** WHAT IS BEING ASKED **
Can you retype every one of the rows below character for character, with no changes?

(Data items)
-- BEGIN --

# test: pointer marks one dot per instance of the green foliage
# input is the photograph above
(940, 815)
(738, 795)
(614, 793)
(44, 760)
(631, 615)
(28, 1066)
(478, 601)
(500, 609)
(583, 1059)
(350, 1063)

-- END --

** FINAL RESULT **
# test: pointer marks one dot per instance of the green foliage
# input is the photograph above
(940, 815)
(738, 795)
(614, 793)
(44, 760)
(631, 615)
(28, 1066)
(478, 601)
(500, 609)
(583, 1059)
(350, 1063)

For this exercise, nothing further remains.